» Required task A: Recast the records as a numbered list, running from their first line through the line with "[323,204,489,388]", with blank lines and pictures left out.

» Passage to read:
Pointers and Memory Management

Pointers in C

1. What is a Pointer?

A pointer is a variable that stores the memory address of another variable. Instead of holding a value directly, a pointer “points” to the location in memory where the value is stored.

• Memory Address: Every variable in C++ is stored in a specific location in memory, and each location has a unique address.
• Pointer: A pointer holds this address, allowing you to indirectly access or modify the value stored at that location.

[!NOTE] You can reference the following videos:

• Pointers
• Pointers II
• new delete

2. Pointer Declaration and Initialization

Syntax

data_type *pointer_name;

• data_type: The type of data the pointer will point to (e.g., int, float, char).
• *: Indicates that the variable is a pointer.
• pointer_name: The name of the pointer variable.

Example

int x = 10;       // An integer variable
int *ptr;         // A pointer to an integer
ptr = &x;         // Assign the address of x to ptr

Here:

• x is an integer variable with a value of 10.
• ptr is a pointer that stores the address of x.

3. Pointer Operators

Address-of Operator (&)

The & operator is used to get the memory address of a variable.

int x = 10;
int *ptr = &x;  // ptr now holds the address of x

Dereference Operator (*)

The * operator is used to access the value stored at the memory address held by the pointer.

int x = 10;
int *ptr = &x;
cout << *ptr << endl;  // Output: 10

Here, *ptr gives the value stored at the address held by ptr, which is 10.

» Required task B:
Answer these about the page on pointers:
(i) What does a pointer store?
(ii) Which operator is used to get the memory address of a variable?
(iii) In the declaration example, what value is the integer variable x given?

» Records for processing:
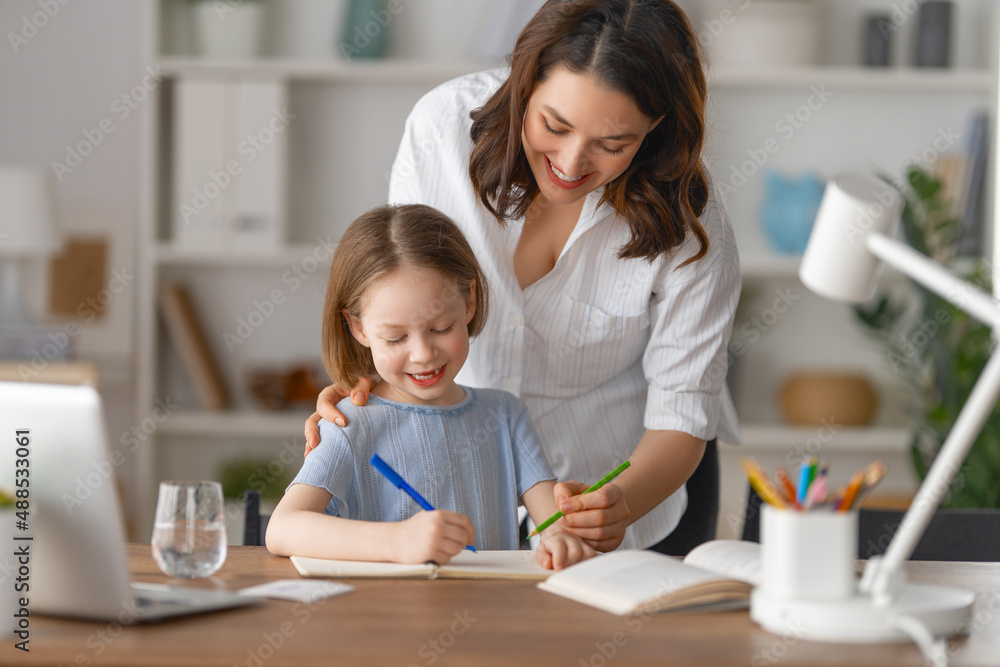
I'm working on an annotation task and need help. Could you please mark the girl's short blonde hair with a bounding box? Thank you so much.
[323,204,489,388]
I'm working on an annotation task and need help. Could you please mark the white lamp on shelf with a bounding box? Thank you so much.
[0,164,61,328]
[750,174,980,650]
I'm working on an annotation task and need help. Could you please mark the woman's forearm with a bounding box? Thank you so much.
[615,430,705,524]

» Task answer A:
1. I'm working on an annotation task and need help. Could you please mark the girl's short blonde hair with a bounding box? Thank you so much.
2. [323,204,489,388]

» Task answer B:
(i) The memory address of another variable.
(ii) The & (address-of) operator.
(iii) 10.